[Extracted data entries]
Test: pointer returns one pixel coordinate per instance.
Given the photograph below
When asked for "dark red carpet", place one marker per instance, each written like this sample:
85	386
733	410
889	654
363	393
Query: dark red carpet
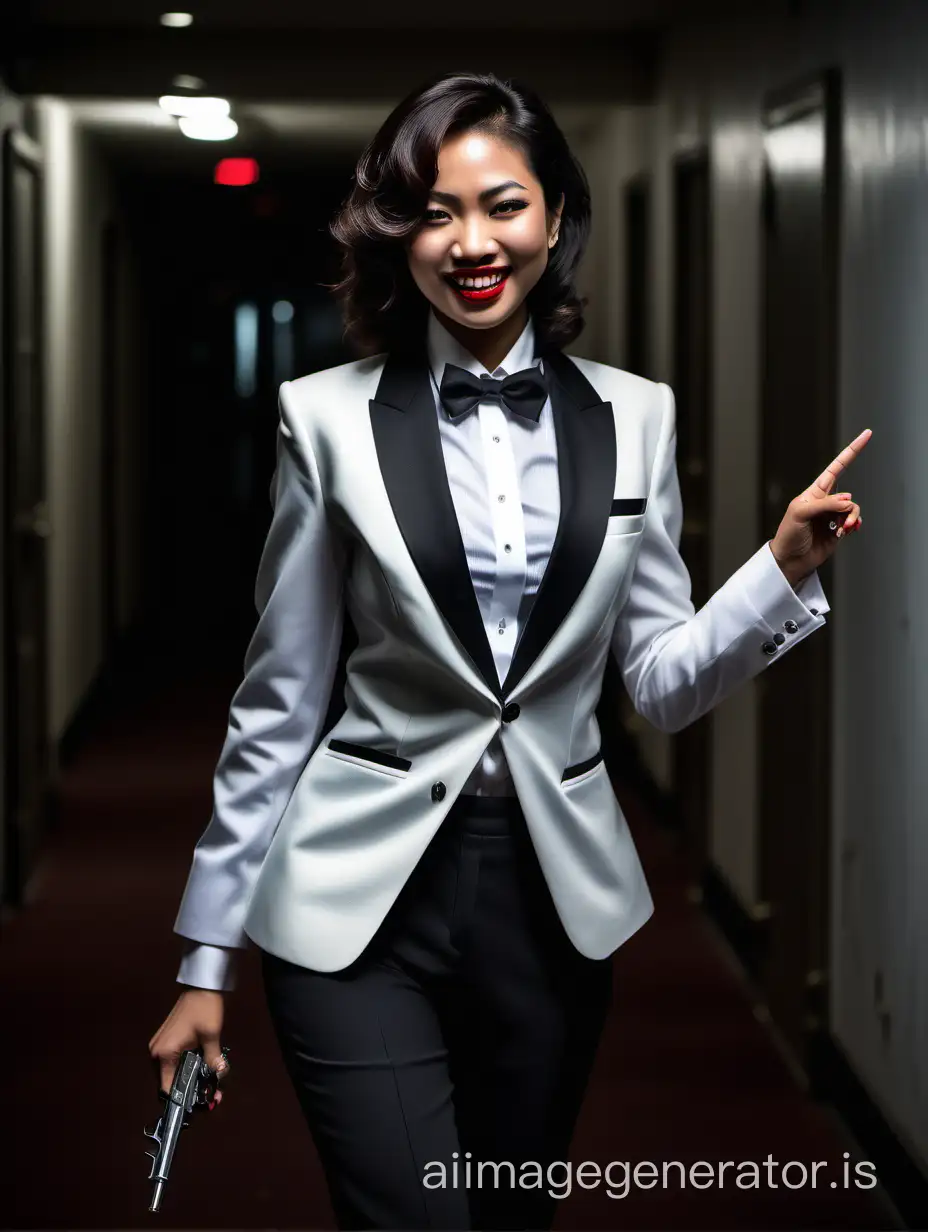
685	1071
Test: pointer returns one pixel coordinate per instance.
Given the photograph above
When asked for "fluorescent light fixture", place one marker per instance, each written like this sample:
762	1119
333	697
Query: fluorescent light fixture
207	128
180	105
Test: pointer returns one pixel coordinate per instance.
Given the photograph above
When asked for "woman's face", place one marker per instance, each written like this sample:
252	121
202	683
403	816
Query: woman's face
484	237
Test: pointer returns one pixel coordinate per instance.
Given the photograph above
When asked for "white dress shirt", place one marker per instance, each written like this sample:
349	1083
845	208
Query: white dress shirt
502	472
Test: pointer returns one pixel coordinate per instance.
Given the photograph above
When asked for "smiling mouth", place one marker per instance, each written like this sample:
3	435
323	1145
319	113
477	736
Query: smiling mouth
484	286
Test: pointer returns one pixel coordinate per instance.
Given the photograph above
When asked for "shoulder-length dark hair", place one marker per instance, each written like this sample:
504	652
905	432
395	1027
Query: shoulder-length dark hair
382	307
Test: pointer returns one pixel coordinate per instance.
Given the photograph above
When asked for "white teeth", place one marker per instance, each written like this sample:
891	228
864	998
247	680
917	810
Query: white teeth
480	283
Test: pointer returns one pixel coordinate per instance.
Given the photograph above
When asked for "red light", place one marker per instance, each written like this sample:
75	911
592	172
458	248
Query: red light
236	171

▶ _WHAT YOU NEED TO DO_:
Retype each entry precisely. Skip images entirely.

▶ _FINISHED EXERCISE_:
Test: pointer returns one pixel coordinate per instance.
Given the photograph below
When asked for "dark red carpet", place one marker per instance, each written like this sample:
85	386
733	410
889	654
363	393
Query: dark red carpet
685	1071
Test: pointer returns one pixel coordinate per instance.
Given the photograph above
When asked for "fluorescent light fixture", place one marker per instance, each written like this sample:
762	1119
333	697
Query: fluorescent light fixture
207	128
180	105
Test: pointer returns one pixel coordinate per instance.
Given the photograph above
When asked for "woman's face", place one marker per instance, each written like this sample:
252	121
202	683
403	816
Query: woman's face
484	237
Test: pointer returns one pixel coordinate per instance.
Given the photograph above
When asked for "white dress shirt", place one marker per instance, each written like this sample:
349	1083
845	208
Query: white dress shirt
502	472
Test: pointer returns one pixel coordinate per instance.
Given the photograph above
When asked for "smiling mouth", place one marker per instance, each written like this sample:
3	435
323	1145
319	113
477	736
Query: smiling mouth
484	286
Test: pointer returns one pixel coordinate per instance.
Given the photograph above
When asked for "shoulder-length dark hair", place one marker per instance, each written like this sample:
504	652
905	432
395	1027
Query: shoulder-length dark hair
382	307
Test: pointer returns one pixel coordinate per instance.
Given the photograph above
When asked for "white teeth", place one marker per instance, each written like this sample:
891	228
864	998
247	680
917	810
Query: white teeth
480	283
Test: pointer returns one pixel coordinate per instance.
Given the photograph above
When asked for "red light", place one marker per instance, each written like this sample:
75	911
592	172
458	248
Query: red light
236	171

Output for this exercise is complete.